# Fragmento de la página
————

Uno de los pasajes más conocidos de los Santos Evangelios es el referido en San Lucas 18:15-17 (y paralelos), donde se nos narra un episodio harto entrañable del ministerio de Jesús, cuando le llevan unos niños para que les imponga las manos y los bendiga pese a la oposición de los discípulos. Una historia semejante se ha prestado desde siempre a una exposición homilética centrada en la idea de que Dios (o Jesús en este caso concreto) bendice a quienes tienen un alma pura e inocente, característica inherente a los niños y “conditio sine qua non” para la entrada en el Reino. Tal ha sido la interpretación “cuasicanónica” de este relato, y por lo que escuchamos con frecuencia, continúa siéndolo en el sentir de muchos cristianos contemporáneos nuestros. Pero se basa en un cliché cultural de Occidente, no en la realidad de los tiempos de Jesús, ni tampoco de los nuestros.

La cultura occidental viene prodigando desde hace siglos, y pese a su confrontación constante con la cruda realidad, una imagen de la infancia totalmente idealizada, según la cual los niños están exentos de maldad. Expresiones como “los niños nunca mienten” y similares, que tanto éxito alcanzaron en otros tiempos no demasiado lejanos, vienen a refrendar lo que indicamos. Tal inocencia se pierde, dicen, con la entrada en la pubertad, cuando el despertar sexual pone fin a ese estado idílico e introduce a la persona en una condición distinta que muchas mentes enfermizas no han dudado en tildar de pecaminosa. La experiencia cotidiana, no obstante, ha venido desmintiendo de modo permanente tales cuadros de cuento de hadas. Los niños, en tanto que seres humanos, son capaces de manifestar a su nivel sentimientos dañinos hacia los demás, crueles incluso, movidos por la envidia, los celos, el rencor y otras características de la misma índole. Que un niño o una niña mientan con plena conciencia para protegerse de un castigo es algo que todos los padres y maestros conocen de sobras. Y si bien es cierto que el despertar sexual suele darse en líneas generales en la pubertad, ello no niega que algunos niños manifiesten un claro atractivo por tales asuntos, o que incluso lleguen a mantener relaciones íntimas entre sí de manera prematura y sin incitación de ningún adulto. El mito de la supuesta inocencia infantil solo puede ser sostenido por quienes no conozcan demasiado la realidad de los niños. Cuando Jesús los bendice en el pasaje lucano que hemos mencionado y se opone a quienes pretendían impedirlo, no lo hace movido por ideas erróneas o fantasiosas sobre la realidad de la infancia, sino por las condiciones en que vivían los niños de su tiempo y su país natal, que conocía muy bien.

Las culturas de la antigüedad, y los judíos no fueron en esto una gran excepción, concedían muy poco espacio a la infancia. De hecho, las diversas literaturas de la época mencionan a los niños solo en relación con el mundo de los adultos y siempre en estricta dependencia de estos, cuando no a su servicio. No faltan los códigos legales que les niegan incluso el “status” jurídico de persona y que colocan sus vidas al nacer a la merced de sus progenitores masculinos (la cruel práctica de la “expositio” recogida en el Derecho Romano, pero que debió estar muy extendida también en otros ámbitos culturales). En la propia Biblia no se prodiga demasiada ternura para con los pequeños, percibidos casi siempre bajo el prisma de la necesidad de una descendencia que perpetúe el nombre del clan o del pueblo.

————

# Consignas del ejercicio
- a) ¿Puedes reproducir tal cual, del texto sobre los niños en el Evangelio de Lucas, el tramo que va desde "Uno de los pasajes" hasta "de los nuestros."?
- b) ¿Cómo seguiría el texto sobre los niños en el Evangelio de Lucas? Continúalo a partir de su última oración.

# Filas de datos
————

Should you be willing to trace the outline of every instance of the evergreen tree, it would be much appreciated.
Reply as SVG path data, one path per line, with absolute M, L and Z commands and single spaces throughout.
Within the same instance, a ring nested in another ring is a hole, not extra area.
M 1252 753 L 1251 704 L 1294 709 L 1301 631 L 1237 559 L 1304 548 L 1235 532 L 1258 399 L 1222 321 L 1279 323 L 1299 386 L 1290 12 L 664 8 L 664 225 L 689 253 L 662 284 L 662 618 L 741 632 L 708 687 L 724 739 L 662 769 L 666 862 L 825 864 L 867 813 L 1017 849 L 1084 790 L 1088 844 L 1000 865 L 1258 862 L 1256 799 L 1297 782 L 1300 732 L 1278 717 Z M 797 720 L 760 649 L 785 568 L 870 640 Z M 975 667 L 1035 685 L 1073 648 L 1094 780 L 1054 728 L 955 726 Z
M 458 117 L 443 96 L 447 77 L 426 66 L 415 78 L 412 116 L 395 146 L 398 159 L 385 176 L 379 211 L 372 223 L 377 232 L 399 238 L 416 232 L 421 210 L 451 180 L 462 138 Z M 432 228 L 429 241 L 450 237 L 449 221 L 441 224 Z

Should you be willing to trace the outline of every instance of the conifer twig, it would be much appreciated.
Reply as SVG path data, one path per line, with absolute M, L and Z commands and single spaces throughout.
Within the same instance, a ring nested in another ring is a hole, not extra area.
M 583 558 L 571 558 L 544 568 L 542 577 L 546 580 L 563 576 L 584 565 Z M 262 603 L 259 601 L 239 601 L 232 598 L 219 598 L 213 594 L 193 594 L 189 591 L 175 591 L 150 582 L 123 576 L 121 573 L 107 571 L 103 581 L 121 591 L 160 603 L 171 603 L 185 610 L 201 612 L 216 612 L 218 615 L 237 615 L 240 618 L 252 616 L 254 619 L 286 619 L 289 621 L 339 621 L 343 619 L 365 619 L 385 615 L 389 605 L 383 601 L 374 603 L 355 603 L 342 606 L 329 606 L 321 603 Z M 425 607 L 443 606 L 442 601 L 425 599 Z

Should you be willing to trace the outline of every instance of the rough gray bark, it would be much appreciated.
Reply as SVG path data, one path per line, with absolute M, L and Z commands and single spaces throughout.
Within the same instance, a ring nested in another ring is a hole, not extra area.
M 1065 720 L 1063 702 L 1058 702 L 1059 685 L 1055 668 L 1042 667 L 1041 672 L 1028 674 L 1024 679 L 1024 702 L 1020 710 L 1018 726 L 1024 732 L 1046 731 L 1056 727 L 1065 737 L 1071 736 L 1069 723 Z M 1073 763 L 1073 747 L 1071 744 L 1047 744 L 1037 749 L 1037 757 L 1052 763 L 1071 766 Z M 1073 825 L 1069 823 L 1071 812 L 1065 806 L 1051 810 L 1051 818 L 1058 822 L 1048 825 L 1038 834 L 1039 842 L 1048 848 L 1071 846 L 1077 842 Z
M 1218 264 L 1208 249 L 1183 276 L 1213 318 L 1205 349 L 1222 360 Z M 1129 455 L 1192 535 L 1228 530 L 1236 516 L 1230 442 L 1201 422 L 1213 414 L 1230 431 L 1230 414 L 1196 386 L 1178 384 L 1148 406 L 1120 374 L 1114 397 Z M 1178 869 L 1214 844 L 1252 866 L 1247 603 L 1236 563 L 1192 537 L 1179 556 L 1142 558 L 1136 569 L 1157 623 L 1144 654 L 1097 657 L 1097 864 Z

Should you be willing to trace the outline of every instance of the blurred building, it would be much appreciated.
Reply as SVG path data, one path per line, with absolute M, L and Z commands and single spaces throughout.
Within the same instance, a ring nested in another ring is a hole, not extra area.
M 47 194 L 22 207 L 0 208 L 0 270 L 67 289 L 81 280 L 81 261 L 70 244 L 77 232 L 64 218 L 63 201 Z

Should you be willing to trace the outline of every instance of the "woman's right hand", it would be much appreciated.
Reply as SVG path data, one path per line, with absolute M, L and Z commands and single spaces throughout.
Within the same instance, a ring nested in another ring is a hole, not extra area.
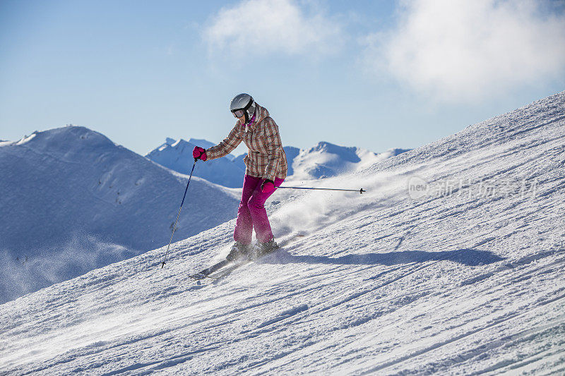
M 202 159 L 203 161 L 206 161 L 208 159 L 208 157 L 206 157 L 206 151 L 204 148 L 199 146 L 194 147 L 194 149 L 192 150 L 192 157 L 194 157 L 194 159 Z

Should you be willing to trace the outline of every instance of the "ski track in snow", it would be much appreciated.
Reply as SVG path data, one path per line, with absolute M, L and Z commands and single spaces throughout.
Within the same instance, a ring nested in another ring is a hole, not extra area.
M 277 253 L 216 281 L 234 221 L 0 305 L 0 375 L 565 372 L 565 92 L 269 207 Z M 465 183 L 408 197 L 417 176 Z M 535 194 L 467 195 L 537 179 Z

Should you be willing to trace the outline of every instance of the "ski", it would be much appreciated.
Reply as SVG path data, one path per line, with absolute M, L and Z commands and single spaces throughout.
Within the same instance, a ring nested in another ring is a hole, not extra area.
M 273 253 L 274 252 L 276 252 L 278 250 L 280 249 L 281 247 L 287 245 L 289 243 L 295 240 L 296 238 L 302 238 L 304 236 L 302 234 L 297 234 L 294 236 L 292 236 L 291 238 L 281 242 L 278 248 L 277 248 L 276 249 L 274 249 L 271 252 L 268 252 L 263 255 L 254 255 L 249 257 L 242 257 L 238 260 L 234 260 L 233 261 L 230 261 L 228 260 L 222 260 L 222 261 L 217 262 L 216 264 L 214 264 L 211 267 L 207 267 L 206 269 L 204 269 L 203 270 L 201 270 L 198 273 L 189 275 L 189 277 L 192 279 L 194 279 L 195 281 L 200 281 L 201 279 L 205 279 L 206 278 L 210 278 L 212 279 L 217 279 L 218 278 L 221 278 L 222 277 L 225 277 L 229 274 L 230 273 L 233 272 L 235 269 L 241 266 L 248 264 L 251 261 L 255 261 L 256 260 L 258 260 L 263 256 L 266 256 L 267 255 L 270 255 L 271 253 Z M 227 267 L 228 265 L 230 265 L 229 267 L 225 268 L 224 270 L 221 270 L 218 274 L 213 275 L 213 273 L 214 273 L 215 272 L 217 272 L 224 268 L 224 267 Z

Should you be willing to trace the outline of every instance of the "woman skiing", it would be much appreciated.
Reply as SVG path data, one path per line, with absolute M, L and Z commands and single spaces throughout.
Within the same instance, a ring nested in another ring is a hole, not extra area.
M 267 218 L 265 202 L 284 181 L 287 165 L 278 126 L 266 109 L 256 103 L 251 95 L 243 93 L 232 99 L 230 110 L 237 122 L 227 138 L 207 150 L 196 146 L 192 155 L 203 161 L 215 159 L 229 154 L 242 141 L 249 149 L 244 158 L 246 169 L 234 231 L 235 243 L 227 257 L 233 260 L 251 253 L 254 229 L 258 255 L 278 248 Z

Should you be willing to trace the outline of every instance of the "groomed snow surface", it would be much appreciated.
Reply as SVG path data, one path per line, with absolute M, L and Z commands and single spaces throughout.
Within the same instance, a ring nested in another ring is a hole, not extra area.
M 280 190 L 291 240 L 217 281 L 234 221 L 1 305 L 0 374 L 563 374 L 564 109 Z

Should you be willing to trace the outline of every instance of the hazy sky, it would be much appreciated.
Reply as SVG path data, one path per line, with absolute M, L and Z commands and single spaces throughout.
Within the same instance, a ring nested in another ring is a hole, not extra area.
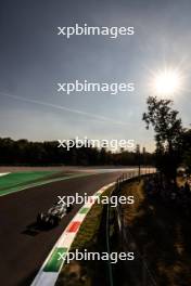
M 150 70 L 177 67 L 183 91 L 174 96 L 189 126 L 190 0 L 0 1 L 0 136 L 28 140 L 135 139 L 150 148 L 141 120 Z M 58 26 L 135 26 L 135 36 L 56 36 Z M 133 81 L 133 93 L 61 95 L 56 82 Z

————

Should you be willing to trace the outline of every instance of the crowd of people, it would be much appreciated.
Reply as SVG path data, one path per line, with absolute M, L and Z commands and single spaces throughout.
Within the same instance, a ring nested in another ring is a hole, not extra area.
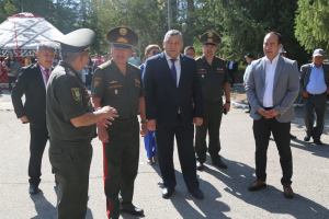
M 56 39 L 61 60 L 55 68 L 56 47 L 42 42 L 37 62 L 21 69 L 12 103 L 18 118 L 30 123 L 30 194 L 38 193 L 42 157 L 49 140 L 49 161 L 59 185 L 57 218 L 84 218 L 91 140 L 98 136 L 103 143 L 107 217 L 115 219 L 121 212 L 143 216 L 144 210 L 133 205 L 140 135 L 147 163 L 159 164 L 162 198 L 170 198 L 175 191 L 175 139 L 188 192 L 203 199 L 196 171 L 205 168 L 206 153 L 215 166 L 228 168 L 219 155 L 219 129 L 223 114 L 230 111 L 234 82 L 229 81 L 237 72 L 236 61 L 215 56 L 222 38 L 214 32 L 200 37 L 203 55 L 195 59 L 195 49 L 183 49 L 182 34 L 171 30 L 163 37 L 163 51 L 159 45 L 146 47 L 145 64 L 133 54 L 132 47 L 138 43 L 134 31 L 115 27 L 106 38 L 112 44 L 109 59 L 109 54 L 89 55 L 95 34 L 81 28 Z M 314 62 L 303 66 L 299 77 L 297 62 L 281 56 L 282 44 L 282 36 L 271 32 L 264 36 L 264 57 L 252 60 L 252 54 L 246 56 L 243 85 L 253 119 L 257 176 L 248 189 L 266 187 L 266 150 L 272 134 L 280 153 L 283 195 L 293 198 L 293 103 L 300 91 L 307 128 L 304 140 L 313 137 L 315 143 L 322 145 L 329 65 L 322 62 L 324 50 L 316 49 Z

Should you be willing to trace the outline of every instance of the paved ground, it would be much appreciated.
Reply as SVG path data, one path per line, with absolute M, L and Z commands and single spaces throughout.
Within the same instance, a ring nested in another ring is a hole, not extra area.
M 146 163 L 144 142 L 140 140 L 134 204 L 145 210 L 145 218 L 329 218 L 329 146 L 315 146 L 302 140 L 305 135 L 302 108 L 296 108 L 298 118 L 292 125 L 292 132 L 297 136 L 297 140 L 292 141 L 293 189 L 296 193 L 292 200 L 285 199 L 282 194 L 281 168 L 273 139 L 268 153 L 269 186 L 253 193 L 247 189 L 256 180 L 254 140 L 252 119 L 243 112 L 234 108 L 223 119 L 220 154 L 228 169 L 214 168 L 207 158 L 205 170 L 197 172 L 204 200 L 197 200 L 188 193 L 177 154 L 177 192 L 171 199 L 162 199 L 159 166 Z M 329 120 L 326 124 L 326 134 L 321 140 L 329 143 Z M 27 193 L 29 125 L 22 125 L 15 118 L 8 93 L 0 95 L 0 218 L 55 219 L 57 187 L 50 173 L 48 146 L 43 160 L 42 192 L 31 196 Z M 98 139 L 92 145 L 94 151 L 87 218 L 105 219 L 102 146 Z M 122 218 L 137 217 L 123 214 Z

————

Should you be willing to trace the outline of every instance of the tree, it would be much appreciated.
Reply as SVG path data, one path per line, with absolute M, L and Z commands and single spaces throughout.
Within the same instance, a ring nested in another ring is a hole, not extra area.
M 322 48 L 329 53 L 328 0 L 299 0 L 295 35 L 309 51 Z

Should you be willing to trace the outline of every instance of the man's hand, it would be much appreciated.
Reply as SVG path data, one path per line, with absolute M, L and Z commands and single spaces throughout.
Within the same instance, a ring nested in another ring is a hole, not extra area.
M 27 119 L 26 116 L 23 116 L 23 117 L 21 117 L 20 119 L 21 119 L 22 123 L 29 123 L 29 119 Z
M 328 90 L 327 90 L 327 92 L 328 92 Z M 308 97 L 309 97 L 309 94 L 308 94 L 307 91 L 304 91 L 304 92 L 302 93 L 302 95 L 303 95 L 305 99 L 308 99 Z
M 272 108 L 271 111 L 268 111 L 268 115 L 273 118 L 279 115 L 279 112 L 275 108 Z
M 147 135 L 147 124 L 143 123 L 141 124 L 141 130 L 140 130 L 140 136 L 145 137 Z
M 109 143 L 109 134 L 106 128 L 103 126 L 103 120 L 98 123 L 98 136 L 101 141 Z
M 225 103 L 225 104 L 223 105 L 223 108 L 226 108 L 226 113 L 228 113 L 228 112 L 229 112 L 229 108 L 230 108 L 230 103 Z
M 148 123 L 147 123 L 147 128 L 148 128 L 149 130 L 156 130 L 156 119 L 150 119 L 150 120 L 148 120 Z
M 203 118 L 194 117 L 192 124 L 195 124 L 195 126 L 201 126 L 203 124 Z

————

# Las respuestas
- a)
Uno de los pasajes más conocidos de los Santos Evangelios es el referido en San Lucas 18:15-17 (y paralelos), donde se nos narra un episodio harto entrañable del ministerio de Jesús, cuando le llevan unos niños para que les imponga las manos y los bendiga pese a la oposición de los discípulos. Una historia semejante se ha prestado desde siempre a una exposición homilética centrada en la idea de que Dios (o Jesús en este caso concreto) bendice a quienes tienen un alma pura e inocente, característica inherente a los niños y “conditio sine qua non” para la entrada en el Reino. Tal ha sido la interpretación “cuasicanónica” de este relato, y por lo que escuchamos con frecuencia, continúa siéndolo en el sentir de muchos cristianos contemporáneos nuestros. Pero se basa en un cliché cultural de Occidente, no en la realidad de los tiempos de Jesús, ni tampoco de los nuestros.

- b)
La bendición de Jesús a los niños y su declaración lapidaria acerca de la entrada en el Reino de Dios se inscribe, lejos de mitos o puntos de vista extrapolados sobre la infancia, en su programa redentor como una manifestación más de la misericordia divina para con aquellos que no tienen un lugar demasiado definido o demasiado destacado en la sociedad. Jesús imparte bendición a los niños de la misma manera que con su presencia bendice casas y banquetes de publicanos o con sus manos devuelve la salud a enfermos terminales y socialmente repulsivos. Los niños forman parte de los débiles, de los elementos más vulnerables de la sociedad israelita de aquel tiempo, de los que no tienen voz ni tampoco dignidad personal. La redención llevada a cabo por Cristo tiene como finalidad, además de liberar de la condenación que acarrea el pecado, devolver la dignidad a quienes la han perdido o a quienes se les ha arrebatado o incluso negado sistemáticamente. Redimir es liberar, restaurar, y también redignificar. La acción de Jesús al aceptar imponer las manos y pronunciar una bendición sobre aquellos niños es, por tanto, revolucionaria. No lo hubiera sido para el auditorio que le rodeaba haber pronunciado reprensiones al mal comportamiento de los infantes o haberles impartido consignas y enseñanzas éticas que necesitaran aprender; en tal caso, Jesús habría actuado como autoridad, como maestro. Pero al bendecir a los niños, Jesús actuó de manera distinta. Sobre todo, al reprender a sus discípulos.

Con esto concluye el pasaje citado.